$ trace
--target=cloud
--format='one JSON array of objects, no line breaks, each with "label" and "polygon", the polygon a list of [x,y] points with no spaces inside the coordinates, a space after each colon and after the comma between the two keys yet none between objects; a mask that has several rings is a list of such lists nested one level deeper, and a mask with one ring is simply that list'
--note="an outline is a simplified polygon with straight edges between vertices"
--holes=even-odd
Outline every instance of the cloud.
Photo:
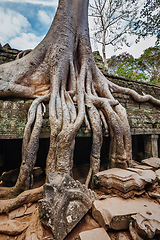
[{"label": "cloud", "polygon": [[42,4],[45,6],[57,7],[58,0],[5,0],[5,2],[20,2],[20,3],[32,3],[32,4]]},{"label": "cloud", "polygon": [[46,25],[49,25],[51,24],[51,20],[52,20],[52,17],[50,17],[46,11],[44,10],[40,10],[38,12],[38,18],[39,18],[39,21],[43,24],[46,24]]},{"label": "cloud", "polygon": [[0,43],[16,37],[22,31],[27,31],[31,25],[28,20],[16,11],[0,8]]},{"label": "cloud", "polygon": [[15,37],[9,43],[13,48],[26,50],[33,49],[38,45],[44,36],[36,36],[34,33],[22,33],[20,36]]}]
·····
**GOAL**
Please repeat the records above with "simplified" replaced by "reduced" and everything else unchanged. Omit the pictures from your answer.

**SOLUTION TO THE EXERCISE**
$ trace
--target=cloud
--format='one JSON array of objects, no line breaks, each with "label" and "polygon", the polygon a list of [x,y] points with no spaces inside the coordinates, a space after each colon and after the comma between the two keys yet none between objects; a mask that has several rings is a list of such lists nested one level deeper, and a mask with one ring is simply that list'
--note="an outline is a reduced polygon with straight edges between vertices"
--holes=even-odd
Outline every instance of the cloud.
Photo:
[{"label": "cloud", "polygon": [[42,4],[45,6],[57,7],[58,0],[5,0],[5,2],[20,2],[20,3],[32,3],[32,4]]},{"label": "cloud", "polygon": [[46,25],[49,25],[51,24],[51,20],[52,20],[52,17],[50,17],[46,11],[44,10],[40,10],[38,12],[38,18],[39,18],[39,21],[43,24],[46,24]]},{"label": "cloud", "polygon": [[0,43],[16,37],[22,31],[27,31],[31,25],[28,20],[16,11],[0,8]]},{"label": "cloud", "polygon": [[15,37],[9,43],[13,48],[26,50],[33,49],[38,45],[44,36],[36,36],[34,33],[22,33],[20,36]]}]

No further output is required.